What to produce: Please recast the data below as a numbered list, skipping blank lines and leaving the pictures out of your answer.

— begin Provided data —

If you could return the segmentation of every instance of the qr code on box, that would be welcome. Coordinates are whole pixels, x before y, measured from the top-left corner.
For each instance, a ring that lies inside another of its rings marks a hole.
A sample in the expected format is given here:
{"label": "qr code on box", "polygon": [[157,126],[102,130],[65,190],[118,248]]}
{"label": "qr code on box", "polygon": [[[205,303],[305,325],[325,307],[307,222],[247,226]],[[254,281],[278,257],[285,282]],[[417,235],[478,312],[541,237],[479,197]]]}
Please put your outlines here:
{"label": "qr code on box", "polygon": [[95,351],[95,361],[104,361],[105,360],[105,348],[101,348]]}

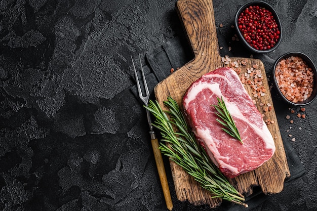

— end Provided data —

Answer to this exercise:
1. If you could return the segmentation of every instance of the qr code on box, that would be welcome. Coordinates are whole pixels, x before y, measured from the top-left corner.
2. For each instance, a ring that lies inside another of its rings marks a hole.
3. A sample in the expected format is given here:
4. {"label": "qr code on box", "polygon": [[157,126],[102,130],[65,190],[118,248]]}
5. {"label": "qr code on box", "polygon": [[[205,303],[305,325],[325,307],[307,222],[247,226]],[[254,281],[278,257],[285,282]],[[417,235],[478,312],[541,237],[479,197]]]}
6. Please put your outlines here:
7. {"label": "qr code on box", "polygon": [[95,351],[95,361],[104,361],[105,360],[105,348],[101,348]]}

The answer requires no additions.